Problem to work on
Write out every entry word for word.

[Stored items]
◆ ◆ ◆ ◆ ◆ ◆ ◆

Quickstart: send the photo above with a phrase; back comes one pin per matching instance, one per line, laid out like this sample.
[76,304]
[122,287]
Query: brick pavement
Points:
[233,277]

◆ ◆ ◆ ◆ ◆ ◆ ◆

Written response
Quickstart: send the photo above with a phrase; back comes one pin per matching instance, one per line, laid out like this sample.
[76,304]
[122,287]
Query: brick pavement
Points:
[233,277]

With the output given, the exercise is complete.